GIVEN PROBLEM: In the passage about caterpillar-style crawling on paper, copy word for word the part that opens with the words containing "Why Paper Works" and closes with "that drives crawling.".

SOURCE TEXT:
○ ○ ○ ○ ○ ○ ○
Prof. Chang explained the inspiration directly:

“Our motivation for this work comes from the fascinating world of nature, specifically the crawling motion of caterpillars. We were intrigued by how such a simple organism could achieve highly efficient locomotion through sequential bending and stretching.”

Why Paper Works

Instead of using expensive substrates and complex heating circuits, the researchers turned to cellulose-based paper. This porous and flexible material allowed them to deposit copper electrodes asymmetrically through a simple plating process. By varying electrode widths, the team induced electrical resistance gradients, which in turn created temperature gradients across the paper. The liquid crystal elastomer bilayer bonded to the paper bent unevenly when heated, producing the alternating lift and push that drives crawling.

Prof. Lee highlighted the material advantage: “Cellulose-based paper substrates provide distinct advantages due to their porous structure, which enables facile electrode deposition via solution-based processes and offers high mechanical deformability.”
○ ○ ○ ○ ○ ○ ○
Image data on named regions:

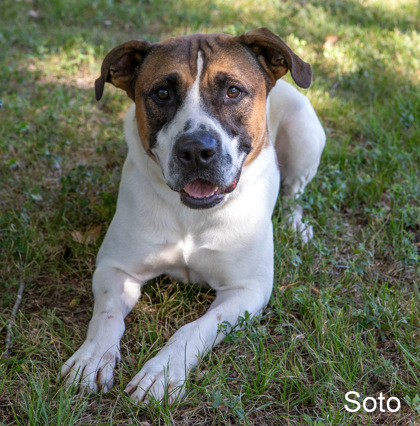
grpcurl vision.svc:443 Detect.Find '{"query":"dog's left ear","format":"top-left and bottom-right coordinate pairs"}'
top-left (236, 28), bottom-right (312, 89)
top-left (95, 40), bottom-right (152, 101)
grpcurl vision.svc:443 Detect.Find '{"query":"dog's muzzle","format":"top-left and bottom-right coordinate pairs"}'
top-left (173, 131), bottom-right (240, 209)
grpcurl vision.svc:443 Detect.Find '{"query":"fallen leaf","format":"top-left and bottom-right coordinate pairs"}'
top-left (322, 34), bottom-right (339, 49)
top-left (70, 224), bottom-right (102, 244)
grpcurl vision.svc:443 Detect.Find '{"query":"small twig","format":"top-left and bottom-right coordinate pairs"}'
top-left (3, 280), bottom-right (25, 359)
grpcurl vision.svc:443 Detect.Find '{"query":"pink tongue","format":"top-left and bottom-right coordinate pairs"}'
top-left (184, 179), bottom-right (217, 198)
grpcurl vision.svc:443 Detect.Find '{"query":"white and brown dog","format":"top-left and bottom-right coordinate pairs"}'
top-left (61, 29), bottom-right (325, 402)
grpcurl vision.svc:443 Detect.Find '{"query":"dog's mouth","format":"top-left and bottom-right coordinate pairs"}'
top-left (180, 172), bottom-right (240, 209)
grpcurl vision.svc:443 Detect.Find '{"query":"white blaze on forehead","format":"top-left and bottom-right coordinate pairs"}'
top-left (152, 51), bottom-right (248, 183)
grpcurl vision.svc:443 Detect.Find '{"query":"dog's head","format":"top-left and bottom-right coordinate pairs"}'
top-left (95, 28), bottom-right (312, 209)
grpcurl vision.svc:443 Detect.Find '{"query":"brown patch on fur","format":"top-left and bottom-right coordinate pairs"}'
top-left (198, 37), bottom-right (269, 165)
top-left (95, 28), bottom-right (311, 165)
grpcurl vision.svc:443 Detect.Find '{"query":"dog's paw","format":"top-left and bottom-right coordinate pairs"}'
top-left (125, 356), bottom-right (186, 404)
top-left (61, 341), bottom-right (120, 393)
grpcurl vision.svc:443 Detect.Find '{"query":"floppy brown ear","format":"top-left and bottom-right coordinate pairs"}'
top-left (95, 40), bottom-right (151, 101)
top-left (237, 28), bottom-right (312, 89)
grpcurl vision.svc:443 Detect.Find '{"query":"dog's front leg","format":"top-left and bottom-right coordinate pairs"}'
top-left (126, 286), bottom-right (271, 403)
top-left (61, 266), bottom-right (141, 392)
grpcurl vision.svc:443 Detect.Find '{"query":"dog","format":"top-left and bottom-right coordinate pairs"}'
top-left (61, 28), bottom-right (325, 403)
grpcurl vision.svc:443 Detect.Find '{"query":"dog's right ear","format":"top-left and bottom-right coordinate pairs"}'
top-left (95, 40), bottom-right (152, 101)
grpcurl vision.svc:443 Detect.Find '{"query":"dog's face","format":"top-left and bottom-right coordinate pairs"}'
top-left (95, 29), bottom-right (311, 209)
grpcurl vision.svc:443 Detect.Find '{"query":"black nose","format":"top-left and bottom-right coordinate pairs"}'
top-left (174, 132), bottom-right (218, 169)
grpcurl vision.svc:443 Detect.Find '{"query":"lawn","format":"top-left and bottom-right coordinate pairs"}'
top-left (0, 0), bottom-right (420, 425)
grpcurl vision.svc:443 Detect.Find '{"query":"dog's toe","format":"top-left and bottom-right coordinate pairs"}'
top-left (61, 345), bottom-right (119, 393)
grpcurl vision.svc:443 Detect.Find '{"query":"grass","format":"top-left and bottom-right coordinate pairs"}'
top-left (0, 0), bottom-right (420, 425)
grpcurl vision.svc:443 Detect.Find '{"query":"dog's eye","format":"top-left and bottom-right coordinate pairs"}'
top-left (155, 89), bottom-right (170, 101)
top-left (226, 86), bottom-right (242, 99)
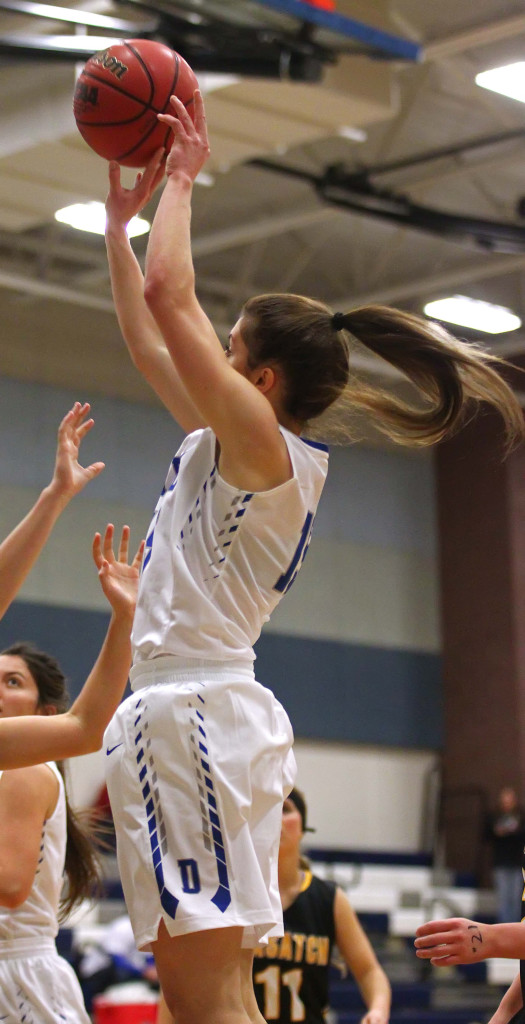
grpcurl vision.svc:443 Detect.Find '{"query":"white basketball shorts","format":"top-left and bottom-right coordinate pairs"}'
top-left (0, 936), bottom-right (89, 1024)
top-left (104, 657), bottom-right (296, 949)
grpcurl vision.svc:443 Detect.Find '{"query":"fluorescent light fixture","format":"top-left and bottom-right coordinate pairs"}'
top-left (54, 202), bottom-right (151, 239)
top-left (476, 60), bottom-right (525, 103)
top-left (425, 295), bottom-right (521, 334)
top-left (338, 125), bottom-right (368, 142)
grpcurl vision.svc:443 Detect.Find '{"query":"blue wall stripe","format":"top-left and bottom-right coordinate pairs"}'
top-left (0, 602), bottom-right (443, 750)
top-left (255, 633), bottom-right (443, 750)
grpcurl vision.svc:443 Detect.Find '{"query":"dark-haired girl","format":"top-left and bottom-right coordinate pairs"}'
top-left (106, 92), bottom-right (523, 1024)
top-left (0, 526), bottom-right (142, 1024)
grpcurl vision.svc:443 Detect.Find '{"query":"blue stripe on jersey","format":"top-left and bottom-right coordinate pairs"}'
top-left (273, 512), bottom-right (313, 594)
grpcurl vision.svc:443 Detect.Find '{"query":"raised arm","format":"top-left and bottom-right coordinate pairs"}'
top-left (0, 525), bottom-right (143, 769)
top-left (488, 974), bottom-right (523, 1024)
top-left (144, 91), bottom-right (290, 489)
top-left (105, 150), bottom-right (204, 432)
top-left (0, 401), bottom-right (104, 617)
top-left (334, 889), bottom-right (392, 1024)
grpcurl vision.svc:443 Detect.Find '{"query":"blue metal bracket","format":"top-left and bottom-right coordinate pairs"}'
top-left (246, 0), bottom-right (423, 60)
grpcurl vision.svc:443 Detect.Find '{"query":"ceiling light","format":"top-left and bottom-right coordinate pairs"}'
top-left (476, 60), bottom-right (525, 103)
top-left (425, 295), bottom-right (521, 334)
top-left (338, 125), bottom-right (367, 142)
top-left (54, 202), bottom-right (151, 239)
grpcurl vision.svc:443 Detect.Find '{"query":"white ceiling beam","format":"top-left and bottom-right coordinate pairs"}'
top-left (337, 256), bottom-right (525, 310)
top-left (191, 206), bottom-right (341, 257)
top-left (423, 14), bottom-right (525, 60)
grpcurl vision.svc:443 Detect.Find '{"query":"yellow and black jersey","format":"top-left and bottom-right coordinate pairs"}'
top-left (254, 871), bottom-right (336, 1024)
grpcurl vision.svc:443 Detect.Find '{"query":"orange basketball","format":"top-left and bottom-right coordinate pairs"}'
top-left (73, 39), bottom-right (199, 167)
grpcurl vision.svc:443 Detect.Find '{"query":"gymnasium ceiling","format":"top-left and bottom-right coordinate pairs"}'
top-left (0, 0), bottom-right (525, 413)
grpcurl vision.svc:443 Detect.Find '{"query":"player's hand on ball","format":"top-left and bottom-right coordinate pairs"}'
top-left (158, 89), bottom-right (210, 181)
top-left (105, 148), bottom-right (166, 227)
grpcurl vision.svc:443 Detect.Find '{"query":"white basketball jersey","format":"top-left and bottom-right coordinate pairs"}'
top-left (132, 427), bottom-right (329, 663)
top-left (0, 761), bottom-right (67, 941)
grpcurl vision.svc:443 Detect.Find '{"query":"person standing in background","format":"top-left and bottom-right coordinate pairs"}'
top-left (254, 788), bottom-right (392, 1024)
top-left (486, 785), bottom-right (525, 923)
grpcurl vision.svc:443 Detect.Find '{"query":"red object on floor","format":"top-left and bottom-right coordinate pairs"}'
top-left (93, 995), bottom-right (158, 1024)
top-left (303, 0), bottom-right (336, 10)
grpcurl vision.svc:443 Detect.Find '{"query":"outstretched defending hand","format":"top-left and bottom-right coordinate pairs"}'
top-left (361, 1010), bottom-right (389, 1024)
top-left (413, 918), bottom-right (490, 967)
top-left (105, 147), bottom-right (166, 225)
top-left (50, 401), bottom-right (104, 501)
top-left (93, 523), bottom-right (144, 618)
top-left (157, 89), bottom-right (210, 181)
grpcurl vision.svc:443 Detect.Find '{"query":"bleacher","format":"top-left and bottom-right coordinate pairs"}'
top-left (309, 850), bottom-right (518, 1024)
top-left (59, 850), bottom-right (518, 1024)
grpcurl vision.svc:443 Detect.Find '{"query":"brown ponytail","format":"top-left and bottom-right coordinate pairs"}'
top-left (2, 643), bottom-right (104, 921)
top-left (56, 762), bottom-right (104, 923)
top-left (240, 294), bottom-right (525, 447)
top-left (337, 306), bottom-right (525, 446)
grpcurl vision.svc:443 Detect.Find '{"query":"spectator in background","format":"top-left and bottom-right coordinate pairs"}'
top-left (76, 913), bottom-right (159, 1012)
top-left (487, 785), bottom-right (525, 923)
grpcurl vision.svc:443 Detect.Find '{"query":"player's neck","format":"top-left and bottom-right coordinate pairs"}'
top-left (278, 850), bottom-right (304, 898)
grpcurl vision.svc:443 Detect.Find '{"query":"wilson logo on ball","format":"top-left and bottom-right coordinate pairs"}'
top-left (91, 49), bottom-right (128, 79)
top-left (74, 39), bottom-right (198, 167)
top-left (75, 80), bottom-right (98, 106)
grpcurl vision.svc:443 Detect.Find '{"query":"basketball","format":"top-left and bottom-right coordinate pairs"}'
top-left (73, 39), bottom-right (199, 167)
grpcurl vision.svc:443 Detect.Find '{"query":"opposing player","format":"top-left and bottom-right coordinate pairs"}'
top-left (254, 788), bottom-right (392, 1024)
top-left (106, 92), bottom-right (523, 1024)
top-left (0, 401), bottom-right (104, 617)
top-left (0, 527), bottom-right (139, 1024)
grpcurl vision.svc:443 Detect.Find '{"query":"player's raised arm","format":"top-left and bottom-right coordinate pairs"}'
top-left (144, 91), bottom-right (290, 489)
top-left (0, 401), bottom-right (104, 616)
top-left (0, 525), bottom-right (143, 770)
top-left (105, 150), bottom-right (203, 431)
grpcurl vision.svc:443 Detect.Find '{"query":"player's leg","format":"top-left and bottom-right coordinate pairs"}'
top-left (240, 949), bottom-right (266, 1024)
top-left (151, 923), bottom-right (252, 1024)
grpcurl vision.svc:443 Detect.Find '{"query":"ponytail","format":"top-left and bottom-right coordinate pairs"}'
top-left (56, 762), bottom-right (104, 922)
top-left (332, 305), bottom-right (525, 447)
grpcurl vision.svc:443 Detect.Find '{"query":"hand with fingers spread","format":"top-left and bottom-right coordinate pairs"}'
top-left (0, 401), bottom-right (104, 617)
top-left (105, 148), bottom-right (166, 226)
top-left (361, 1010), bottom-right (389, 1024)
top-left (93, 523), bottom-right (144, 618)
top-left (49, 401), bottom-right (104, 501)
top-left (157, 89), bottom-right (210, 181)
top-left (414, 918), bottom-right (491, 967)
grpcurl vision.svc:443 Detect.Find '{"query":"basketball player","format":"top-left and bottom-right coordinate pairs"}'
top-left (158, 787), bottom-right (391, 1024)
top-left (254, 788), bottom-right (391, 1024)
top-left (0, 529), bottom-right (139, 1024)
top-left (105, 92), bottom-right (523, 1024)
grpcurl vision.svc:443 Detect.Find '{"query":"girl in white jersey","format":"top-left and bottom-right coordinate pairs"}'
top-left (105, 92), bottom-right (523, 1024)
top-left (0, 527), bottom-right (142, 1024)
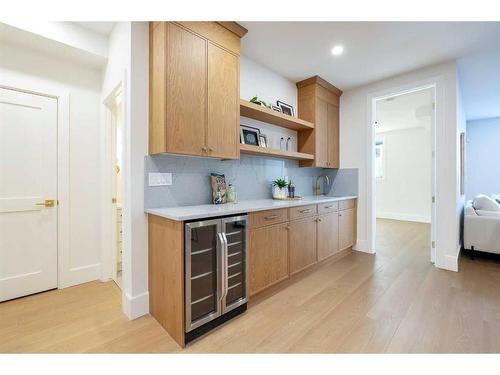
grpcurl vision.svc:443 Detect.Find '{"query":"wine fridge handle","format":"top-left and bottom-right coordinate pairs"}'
○ ○ ○ ○ ○ ○ ○
ANSWER BELOW:
Why Paper Works

Instead of using expensive substrates and complex heating circuits, the researchers turned to cellulose-based paper. This porous and flexible material allowed them to deposit copper electrodes asymmetrically through a simple plating process. By varying electrode widths, the team induced electrical resistance gradients, which in turn created temperature gradients across the paper. The liquid crystal elastomer bilayer bonded to the paper bent unevenly when heated, producing the alternating lift and push that drives crawling.